**PROMPT:**
Quote the records verbatim, starting at the line containing "Prove the wooden stair tread" and ending at the line containing "[[554, 840, 631, 870], [476, 887, 654, 955]]", with both of those lines included. Omit the picture from your answer.

**RECORDED DATA:**

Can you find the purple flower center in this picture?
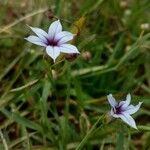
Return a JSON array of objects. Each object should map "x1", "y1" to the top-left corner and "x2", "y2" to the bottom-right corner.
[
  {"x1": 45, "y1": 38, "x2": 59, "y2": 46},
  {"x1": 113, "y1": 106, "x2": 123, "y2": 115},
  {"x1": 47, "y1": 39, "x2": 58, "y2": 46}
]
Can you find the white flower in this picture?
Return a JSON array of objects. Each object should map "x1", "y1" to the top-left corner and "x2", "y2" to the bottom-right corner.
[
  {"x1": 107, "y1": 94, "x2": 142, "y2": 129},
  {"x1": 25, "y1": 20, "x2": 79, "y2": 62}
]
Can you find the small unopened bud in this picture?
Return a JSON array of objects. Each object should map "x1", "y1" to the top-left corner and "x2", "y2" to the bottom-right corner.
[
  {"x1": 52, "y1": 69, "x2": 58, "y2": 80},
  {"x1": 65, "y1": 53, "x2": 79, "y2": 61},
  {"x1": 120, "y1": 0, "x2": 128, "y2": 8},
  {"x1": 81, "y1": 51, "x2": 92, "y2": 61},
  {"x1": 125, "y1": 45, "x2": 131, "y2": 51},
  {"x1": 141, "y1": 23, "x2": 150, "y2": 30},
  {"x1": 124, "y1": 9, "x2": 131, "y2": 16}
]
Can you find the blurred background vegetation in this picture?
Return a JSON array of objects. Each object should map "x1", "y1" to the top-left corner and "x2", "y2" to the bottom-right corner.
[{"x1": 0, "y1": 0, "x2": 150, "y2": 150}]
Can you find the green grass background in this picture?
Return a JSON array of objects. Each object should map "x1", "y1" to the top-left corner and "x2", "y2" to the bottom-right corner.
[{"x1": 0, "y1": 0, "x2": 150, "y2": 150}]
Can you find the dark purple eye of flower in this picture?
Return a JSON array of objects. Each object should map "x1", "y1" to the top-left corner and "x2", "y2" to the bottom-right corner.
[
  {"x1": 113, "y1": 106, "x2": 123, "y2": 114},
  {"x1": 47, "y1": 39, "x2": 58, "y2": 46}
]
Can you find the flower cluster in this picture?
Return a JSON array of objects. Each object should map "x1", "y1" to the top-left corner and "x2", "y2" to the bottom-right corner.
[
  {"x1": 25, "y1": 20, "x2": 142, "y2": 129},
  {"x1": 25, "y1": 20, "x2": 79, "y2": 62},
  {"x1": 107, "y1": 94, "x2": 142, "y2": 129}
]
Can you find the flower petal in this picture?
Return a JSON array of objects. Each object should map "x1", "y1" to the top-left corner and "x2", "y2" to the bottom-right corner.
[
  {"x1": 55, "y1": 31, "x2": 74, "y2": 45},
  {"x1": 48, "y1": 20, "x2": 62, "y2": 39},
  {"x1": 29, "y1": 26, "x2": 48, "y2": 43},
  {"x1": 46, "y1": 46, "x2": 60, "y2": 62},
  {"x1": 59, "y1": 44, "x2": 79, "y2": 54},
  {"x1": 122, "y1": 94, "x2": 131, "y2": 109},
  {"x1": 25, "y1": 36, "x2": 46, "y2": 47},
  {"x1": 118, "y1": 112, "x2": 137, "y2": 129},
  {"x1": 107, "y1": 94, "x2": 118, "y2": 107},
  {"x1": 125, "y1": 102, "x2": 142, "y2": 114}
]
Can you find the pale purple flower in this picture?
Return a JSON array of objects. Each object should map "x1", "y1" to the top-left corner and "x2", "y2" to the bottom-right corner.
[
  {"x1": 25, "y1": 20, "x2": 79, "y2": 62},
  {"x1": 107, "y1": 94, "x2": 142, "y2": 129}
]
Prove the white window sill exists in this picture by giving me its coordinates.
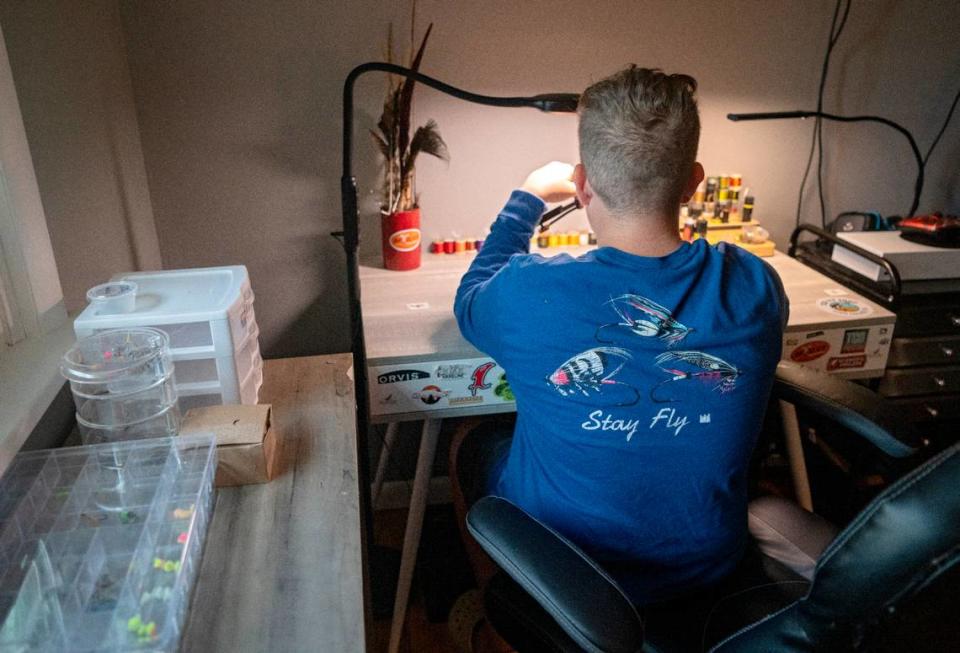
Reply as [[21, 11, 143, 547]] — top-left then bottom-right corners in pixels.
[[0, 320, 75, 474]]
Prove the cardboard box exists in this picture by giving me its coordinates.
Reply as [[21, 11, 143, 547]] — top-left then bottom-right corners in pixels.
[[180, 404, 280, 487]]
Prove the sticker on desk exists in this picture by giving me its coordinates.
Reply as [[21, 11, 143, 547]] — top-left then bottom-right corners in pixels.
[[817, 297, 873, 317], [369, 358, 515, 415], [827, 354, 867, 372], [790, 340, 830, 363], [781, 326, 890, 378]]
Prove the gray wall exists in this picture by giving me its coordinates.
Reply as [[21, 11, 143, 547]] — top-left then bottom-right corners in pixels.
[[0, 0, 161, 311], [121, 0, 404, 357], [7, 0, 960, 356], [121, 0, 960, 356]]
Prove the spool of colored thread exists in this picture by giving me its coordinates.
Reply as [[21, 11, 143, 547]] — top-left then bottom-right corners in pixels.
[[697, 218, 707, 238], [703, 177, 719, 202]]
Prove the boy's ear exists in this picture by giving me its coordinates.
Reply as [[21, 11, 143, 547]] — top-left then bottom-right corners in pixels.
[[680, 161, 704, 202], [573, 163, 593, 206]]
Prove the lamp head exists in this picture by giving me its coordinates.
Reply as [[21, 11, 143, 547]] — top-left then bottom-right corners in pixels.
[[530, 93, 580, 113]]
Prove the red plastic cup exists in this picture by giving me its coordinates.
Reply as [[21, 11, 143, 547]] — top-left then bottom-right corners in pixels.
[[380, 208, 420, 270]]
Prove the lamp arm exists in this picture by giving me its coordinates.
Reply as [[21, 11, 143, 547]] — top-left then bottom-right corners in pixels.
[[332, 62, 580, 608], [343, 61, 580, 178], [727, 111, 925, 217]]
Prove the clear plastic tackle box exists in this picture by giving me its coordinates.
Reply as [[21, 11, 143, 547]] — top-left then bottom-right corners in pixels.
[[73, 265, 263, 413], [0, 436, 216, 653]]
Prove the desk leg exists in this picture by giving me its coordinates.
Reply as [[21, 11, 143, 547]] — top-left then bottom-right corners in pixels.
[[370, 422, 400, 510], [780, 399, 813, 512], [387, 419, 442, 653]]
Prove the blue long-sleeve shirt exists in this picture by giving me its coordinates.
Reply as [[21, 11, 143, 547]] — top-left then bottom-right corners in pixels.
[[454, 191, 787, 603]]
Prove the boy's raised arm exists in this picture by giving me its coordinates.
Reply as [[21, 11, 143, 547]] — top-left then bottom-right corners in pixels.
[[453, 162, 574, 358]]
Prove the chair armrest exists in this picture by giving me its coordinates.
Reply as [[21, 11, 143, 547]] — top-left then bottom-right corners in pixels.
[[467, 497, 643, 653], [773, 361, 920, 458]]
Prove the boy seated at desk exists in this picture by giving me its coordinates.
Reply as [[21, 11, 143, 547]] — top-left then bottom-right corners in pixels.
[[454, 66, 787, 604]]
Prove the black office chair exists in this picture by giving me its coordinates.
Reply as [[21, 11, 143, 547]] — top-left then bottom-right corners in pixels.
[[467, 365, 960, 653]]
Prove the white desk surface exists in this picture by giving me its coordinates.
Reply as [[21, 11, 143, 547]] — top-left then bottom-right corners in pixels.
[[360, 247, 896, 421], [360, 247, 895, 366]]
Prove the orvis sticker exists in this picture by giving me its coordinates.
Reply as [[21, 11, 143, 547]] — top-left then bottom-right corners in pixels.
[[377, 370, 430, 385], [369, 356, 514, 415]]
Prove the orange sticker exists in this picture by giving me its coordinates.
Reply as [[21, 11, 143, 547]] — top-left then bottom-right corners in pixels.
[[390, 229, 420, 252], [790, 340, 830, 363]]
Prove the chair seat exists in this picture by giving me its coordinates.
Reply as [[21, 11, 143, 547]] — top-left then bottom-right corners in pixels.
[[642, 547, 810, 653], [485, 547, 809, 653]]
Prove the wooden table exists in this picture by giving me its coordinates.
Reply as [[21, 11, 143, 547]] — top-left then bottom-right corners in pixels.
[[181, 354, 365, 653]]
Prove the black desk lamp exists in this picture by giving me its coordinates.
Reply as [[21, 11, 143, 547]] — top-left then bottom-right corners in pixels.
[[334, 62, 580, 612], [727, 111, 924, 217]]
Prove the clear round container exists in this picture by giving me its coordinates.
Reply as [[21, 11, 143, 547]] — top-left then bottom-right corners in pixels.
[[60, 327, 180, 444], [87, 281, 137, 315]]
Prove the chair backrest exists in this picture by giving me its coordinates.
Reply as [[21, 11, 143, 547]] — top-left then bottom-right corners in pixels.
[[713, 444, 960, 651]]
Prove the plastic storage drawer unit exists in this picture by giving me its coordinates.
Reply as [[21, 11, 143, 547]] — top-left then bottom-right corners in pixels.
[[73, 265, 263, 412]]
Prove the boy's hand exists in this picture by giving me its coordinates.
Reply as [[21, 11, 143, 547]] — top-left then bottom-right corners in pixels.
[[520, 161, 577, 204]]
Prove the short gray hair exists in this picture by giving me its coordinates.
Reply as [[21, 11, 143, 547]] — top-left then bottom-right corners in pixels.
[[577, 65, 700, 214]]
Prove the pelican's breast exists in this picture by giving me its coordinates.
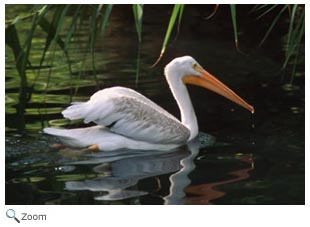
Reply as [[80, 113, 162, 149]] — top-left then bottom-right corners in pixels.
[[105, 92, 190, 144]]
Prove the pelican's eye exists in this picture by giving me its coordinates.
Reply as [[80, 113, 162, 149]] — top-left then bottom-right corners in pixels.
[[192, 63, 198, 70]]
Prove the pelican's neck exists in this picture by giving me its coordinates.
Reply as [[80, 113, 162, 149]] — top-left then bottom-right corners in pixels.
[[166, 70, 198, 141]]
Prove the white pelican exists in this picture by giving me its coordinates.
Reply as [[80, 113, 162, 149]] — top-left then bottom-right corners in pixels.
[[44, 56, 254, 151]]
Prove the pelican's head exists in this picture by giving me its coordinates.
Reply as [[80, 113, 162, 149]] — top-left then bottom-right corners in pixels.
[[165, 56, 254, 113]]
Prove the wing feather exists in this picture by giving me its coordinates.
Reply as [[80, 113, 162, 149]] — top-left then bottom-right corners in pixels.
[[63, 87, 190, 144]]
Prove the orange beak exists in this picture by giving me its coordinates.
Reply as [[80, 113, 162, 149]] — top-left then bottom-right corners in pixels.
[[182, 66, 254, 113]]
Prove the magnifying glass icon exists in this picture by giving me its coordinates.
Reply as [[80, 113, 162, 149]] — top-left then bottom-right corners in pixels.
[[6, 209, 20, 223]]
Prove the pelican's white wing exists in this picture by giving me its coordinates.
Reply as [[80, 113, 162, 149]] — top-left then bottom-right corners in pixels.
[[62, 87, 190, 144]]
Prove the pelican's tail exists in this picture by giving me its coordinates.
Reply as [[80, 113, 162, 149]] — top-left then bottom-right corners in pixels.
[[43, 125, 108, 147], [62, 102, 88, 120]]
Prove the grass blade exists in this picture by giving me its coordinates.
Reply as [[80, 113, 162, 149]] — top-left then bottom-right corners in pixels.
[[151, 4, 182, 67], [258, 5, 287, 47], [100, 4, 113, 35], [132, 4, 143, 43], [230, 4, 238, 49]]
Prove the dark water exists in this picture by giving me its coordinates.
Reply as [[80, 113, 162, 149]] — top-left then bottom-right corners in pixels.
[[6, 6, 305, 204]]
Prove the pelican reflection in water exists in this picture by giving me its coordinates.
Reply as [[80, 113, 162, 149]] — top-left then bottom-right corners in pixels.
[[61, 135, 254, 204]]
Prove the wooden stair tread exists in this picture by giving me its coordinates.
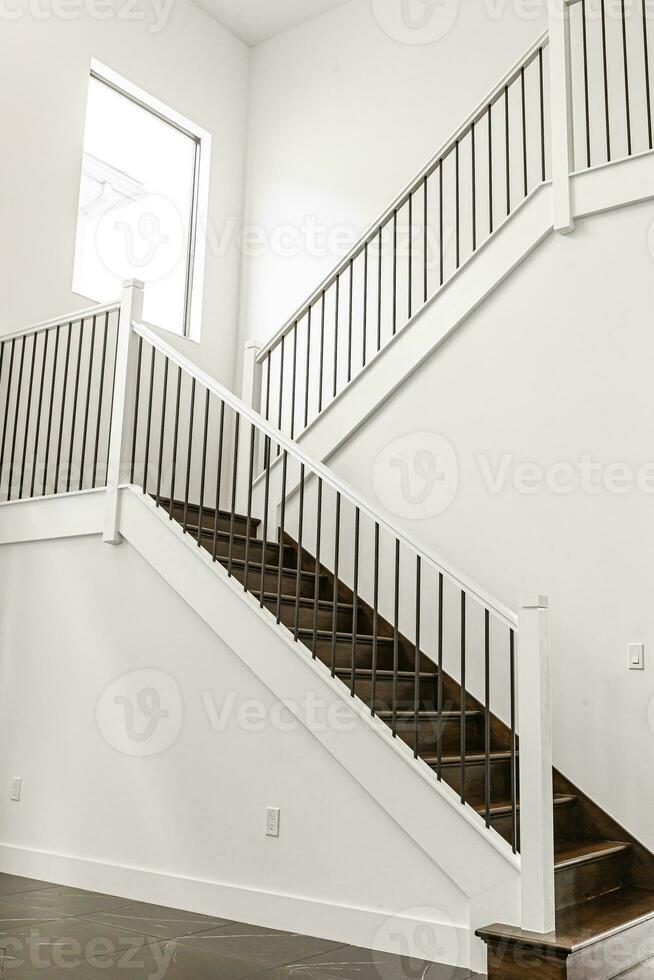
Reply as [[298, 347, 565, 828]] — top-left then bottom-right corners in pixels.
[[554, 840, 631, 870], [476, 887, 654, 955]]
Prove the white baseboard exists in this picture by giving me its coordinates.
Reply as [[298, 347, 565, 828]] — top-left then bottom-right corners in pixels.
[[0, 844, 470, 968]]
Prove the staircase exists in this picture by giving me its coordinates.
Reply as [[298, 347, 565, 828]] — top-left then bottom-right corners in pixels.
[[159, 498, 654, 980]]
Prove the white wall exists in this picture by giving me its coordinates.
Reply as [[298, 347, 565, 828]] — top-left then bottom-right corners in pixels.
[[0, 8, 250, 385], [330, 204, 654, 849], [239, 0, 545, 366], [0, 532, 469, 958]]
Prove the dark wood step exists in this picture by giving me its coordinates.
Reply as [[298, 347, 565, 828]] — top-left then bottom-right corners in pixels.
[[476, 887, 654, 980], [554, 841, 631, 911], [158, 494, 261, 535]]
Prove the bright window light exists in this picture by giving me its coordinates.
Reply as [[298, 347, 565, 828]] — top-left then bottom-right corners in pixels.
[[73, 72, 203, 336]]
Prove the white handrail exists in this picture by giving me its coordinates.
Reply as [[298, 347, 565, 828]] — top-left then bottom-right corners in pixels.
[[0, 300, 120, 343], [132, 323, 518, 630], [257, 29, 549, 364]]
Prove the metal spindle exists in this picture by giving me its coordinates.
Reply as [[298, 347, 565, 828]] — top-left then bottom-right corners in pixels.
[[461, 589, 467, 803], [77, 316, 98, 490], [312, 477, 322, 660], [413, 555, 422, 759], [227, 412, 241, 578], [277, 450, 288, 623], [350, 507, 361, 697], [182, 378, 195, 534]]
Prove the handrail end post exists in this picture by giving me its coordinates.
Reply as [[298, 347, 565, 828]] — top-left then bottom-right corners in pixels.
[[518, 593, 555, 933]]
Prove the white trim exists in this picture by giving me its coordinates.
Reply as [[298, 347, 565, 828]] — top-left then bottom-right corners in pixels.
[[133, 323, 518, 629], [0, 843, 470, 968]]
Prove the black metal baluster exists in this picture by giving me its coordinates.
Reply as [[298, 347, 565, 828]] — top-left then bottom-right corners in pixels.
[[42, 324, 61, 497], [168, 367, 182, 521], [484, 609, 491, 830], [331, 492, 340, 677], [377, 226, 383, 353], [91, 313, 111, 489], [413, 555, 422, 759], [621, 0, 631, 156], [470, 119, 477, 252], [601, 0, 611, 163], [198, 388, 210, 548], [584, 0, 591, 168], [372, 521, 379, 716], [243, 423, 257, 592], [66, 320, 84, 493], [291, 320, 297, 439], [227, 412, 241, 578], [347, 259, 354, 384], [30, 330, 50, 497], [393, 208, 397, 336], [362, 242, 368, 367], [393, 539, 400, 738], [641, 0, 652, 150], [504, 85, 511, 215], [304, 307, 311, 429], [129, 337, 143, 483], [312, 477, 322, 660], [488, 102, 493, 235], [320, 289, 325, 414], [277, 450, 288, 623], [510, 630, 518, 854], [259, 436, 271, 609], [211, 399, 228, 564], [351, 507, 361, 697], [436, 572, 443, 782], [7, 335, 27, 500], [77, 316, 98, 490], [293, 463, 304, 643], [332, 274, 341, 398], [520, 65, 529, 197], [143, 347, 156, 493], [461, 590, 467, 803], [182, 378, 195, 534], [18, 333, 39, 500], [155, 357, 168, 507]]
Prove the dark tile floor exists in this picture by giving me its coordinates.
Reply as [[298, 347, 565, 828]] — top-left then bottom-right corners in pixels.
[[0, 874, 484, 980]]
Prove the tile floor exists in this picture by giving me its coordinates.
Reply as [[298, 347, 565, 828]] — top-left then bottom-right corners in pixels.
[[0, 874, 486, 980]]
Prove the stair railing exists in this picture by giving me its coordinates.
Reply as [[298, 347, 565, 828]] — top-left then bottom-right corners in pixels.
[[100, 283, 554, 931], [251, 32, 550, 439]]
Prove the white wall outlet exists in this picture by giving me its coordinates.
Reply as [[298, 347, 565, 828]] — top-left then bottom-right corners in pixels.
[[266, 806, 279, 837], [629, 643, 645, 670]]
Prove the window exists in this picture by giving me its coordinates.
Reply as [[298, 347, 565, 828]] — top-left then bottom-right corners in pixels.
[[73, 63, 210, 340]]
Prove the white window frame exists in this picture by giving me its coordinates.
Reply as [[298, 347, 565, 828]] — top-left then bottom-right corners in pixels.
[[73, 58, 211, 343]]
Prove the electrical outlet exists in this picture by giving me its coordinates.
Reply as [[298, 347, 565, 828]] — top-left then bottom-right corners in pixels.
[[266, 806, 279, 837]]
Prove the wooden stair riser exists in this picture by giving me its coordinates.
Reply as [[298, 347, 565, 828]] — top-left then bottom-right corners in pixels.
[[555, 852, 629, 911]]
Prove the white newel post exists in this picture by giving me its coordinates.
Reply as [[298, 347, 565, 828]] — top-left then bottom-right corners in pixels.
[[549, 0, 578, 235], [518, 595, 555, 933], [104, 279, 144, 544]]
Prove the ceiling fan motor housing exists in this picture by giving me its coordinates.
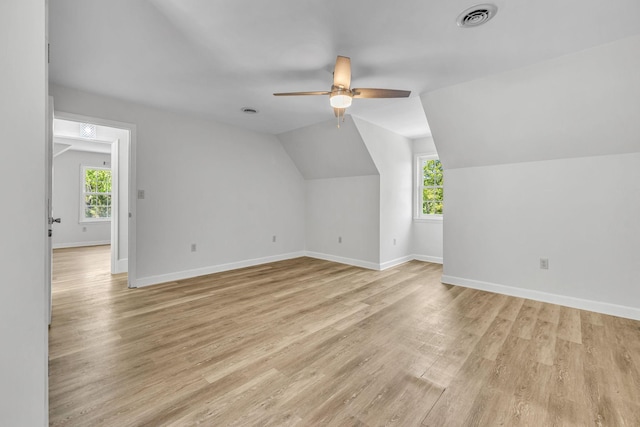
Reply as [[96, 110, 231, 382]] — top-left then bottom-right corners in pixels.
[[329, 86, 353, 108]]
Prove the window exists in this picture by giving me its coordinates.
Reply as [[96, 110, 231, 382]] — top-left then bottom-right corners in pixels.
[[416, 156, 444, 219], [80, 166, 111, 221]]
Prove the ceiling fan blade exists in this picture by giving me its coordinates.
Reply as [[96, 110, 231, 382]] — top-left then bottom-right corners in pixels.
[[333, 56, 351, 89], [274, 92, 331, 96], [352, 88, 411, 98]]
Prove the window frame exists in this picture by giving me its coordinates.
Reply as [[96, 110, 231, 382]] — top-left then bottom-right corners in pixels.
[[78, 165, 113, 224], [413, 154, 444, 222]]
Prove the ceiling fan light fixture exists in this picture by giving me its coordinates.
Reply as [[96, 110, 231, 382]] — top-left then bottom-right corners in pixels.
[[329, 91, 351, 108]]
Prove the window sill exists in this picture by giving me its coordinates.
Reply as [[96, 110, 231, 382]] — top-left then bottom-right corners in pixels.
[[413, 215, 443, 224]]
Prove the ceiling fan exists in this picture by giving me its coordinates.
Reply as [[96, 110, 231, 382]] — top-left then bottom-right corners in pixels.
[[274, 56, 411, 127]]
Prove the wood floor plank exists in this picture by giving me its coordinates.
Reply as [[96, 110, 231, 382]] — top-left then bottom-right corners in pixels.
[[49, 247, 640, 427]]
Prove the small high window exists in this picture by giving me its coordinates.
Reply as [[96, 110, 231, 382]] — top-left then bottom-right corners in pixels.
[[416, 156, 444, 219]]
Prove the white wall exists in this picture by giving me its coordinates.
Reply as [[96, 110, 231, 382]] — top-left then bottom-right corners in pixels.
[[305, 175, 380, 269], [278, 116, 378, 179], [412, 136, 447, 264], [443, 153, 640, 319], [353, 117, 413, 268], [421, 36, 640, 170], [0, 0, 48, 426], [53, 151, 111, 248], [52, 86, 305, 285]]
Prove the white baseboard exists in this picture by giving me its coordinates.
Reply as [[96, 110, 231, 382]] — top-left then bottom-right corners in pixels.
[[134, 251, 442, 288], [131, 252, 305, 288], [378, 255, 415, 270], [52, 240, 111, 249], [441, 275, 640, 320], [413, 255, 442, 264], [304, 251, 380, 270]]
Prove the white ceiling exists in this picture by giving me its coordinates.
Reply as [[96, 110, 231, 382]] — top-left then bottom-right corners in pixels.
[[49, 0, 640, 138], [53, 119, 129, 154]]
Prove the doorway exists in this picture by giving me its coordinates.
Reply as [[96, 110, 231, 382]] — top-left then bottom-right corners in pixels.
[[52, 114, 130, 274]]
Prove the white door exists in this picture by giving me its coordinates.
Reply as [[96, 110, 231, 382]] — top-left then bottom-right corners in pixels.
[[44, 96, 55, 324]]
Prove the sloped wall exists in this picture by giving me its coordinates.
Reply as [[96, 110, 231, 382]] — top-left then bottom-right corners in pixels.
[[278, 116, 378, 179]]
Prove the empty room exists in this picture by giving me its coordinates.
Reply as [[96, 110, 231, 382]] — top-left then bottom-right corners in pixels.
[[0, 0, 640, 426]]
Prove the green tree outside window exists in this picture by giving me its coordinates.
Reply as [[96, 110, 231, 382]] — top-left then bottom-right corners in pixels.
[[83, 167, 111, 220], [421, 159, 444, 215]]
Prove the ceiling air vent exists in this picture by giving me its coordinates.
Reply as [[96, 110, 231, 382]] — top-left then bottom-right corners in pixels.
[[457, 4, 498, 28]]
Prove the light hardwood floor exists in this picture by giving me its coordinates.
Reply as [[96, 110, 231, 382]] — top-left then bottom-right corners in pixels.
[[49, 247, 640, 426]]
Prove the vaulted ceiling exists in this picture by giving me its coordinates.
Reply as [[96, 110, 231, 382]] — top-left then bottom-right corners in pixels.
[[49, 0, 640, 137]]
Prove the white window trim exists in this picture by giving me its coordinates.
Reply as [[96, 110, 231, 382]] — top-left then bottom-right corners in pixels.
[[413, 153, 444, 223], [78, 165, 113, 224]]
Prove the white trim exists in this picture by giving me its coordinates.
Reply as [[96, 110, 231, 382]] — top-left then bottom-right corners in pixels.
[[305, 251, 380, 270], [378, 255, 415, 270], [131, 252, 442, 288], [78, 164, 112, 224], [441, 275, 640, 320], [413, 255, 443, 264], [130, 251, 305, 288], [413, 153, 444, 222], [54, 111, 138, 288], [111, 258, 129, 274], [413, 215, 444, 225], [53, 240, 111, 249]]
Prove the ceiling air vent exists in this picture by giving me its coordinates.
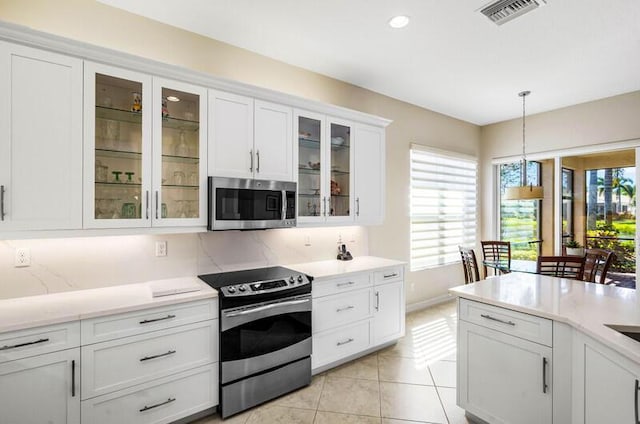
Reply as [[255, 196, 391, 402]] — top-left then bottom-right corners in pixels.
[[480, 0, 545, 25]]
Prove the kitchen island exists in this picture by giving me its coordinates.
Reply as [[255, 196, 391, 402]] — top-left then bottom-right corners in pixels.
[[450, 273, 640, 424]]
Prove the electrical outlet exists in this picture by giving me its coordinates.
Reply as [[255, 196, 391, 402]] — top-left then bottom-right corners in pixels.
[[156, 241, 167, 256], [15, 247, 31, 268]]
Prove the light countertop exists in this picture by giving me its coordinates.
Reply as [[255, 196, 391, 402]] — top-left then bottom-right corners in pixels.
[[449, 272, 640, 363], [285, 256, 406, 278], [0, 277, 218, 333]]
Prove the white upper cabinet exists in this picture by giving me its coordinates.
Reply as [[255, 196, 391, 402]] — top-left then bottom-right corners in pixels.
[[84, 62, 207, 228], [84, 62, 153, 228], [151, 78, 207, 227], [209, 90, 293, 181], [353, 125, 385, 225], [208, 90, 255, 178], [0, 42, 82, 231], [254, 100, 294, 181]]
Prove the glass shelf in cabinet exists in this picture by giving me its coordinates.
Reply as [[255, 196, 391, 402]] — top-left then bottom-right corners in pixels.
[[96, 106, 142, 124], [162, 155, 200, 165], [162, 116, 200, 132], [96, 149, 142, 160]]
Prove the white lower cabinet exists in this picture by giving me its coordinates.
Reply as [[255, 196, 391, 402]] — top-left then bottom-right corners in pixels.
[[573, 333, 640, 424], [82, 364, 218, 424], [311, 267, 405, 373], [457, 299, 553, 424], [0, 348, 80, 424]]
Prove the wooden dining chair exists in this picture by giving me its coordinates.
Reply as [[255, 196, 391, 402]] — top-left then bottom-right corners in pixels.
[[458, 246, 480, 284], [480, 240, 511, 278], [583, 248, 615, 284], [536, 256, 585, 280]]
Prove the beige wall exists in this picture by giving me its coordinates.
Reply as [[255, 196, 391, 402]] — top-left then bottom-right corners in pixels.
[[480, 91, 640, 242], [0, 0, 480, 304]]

**EXERCISE OUTPUT:**
Prove the wooden stair tread exists in this picture by giving me its coordinates.
Reply as [[298, 347, 565, 828]] — top-left then bottom-right corners in pixels.
[[554, 840, 631, 870], [476, 887, 654, 955]]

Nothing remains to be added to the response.